**Record set**
[Start of Attachment]
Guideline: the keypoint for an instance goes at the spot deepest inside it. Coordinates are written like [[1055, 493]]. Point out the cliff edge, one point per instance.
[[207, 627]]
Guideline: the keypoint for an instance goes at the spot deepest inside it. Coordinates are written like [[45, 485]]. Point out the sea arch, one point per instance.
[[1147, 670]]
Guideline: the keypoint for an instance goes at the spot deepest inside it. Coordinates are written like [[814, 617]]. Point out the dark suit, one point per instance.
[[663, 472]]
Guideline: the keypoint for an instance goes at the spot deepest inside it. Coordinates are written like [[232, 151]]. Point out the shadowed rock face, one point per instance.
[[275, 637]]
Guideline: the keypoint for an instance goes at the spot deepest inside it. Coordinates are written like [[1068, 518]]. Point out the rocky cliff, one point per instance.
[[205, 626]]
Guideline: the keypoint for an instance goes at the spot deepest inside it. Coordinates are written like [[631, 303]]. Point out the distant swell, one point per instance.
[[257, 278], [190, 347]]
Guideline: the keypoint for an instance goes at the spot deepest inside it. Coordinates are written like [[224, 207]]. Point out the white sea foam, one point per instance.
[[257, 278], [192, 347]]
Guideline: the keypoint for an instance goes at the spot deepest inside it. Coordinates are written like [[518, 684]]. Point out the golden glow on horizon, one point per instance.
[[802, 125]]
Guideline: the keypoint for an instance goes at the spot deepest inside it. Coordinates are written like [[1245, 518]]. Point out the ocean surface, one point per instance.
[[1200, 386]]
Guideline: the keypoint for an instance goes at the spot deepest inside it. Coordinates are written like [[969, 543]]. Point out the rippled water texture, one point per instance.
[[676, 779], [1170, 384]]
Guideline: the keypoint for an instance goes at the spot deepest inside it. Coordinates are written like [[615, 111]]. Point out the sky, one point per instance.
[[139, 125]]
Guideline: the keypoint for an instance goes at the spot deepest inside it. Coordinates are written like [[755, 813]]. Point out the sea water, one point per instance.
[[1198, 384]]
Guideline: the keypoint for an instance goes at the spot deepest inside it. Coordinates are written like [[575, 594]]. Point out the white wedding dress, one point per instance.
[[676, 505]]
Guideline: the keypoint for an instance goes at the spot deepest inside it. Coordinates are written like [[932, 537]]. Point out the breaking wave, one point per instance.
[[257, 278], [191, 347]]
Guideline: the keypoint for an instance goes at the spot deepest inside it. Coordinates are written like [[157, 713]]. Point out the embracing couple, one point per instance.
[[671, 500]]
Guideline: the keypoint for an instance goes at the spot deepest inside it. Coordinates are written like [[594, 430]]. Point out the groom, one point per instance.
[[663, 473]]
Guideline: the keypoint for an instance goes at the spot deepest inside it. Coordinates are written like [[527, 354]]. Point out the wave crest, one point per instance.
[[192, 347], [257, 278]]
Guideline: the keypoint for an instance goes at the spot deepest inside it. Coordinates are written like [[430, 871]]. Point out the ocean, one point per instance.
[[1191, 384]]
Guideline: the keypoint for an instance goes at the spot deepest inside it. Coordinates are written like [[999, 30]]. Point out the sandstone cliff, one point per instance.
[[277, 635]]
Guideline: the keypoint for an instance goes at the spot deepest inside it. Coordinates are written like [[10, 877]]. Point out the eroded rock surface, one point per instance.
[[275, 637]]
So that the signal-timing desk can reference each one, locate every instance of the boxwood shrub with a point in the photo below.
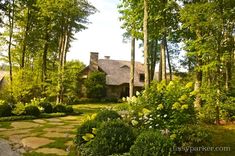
[End of Attachment]
**Task to complete**
Output the material above exactly as written and drop any images it holds.

**Reply to the task**
Guideline: the keypoint for an instance goes at the spot deepest inside it. Coordinates are written like [[1055, 493]]. Point out the cliff edge, one point per instance.
[[207, 627]]
Guideline: the keypoint for an instance goes at the spot deepest inside it. Coordinates are written like [[45, 485]]. Point out the sea arch, one point per instance.
[[1147, 670]]
Guideline: the keypoint for an instance goes at the spot deepest inside it. Coordinates are written like [[814, 617]]. Point out the dark suit, one point per instance.
[[663, 472]]
Guideline: the keypoint for an instance goes at the spot deepest inside it. Coordinates are written like [[232, 151]]. Point out the shadowed rock face, one point per instance.
[[275, 637]]
Guideline: the keypoint for an instance goes at the spot deepest inside it. Coordinates are written like [[1068, 518]]. Point out the rocky cliff, one point per instance.
[[205, 626]]
Guideline: the keypoint for an instance goes at the spot deepest inside it. Coordinates are written like [[631, 303]]. Point out the distant swell, one point per instance.
[[257, 278], [190, 347]]
Guideline: the keypoint for an instance goes at the spot deepest inside it. Coordinates are written like [[224, 207]]. Point out the white sea foam, one point per instance.
[[257, 278], [192, 347]]
Guideline: the keypoint for an instance goes at the spot deepest inside it. Coordinates are written like [[518, 684]]. Point out the golden glow on horizon, one point per instance.
[[802, 125]]
Guideline: the keypoint for an instance goes at the spot deepest inside it. Coordinates are written like [[1245, 518]]. Point out the ocean surface, one point per instance.
[[1200, 386]]
Guideline: the keypoint for an instance goes at the spot deepest inside it. Coordinates are written like [[969, 543]]. Point out the rippled water texture, one point per instance.
[[676, 779], [1170, 384]]
Guideline: the keypoint for an instance goes at the spot deepest inside it. Coordinates are written like [[615, 111]]. Point out the sky, one point per instance.
[[139, 125]]
Guideline: the keypoint for an instance goes at the spot deepest inside it. Coordinates are written like [[755, 813]]. Point out the sea water, one point per instance.
[[1198, 384]]
Guideline: the keypoint for an instance goes at the spot deepest inside it. Coordinates are written like [[575, 594]]. Point out the white wedding dress, one point per instance.
[[676, 505]]
Guideline: the keypoint for an instance goes at the spot deepest inside it. Coordinates are written like [[932, 537]]. Point out the breaking wave, one point per instance.
[[257, 278], [191, 347]]
Guideline: the keypoint for an instance goes at the spot deepest inside it. Coordinates are written like [[157, 713]]. Point out the embracing couple, one point per instance.
[[671, 500]]
Guideline: the keypoint for an instance goes at the spot deepest inside it. Coordinates are written like [[594, 430]]. Point out the groom, one point per instance.
[[663, 473]]
Guideline: the keypoint for an instance goes at the spot deepest inside it. Coordinates are written like [[527, 354]]. Point out the wave crest, one point per instance.
[[192, 347], [257, 278]]
Guideline: the keypoint for an instance goes at the spot deepest inside it. Coordinates are written like [[430, 871]]. Point out the ocean, one point per instance.
[[1191, 384]]
Guideline: the keypoint for an instance goes at the spot deepest inside it. Coordinates are written like [[999, 30]]. Point out the sandstone cliff, one point per instance.
[[277, 635]]
Guideline: the keypoint for an instance goes at the spot deepest inside it. Coordinates are written like [[10, 877]]. Point out the eroded rock surface, one point per instance.
[[275, 637]]
So that the signal-timing desk can reference each one, locate every instance of the boxwood shrub with a point in the photo below.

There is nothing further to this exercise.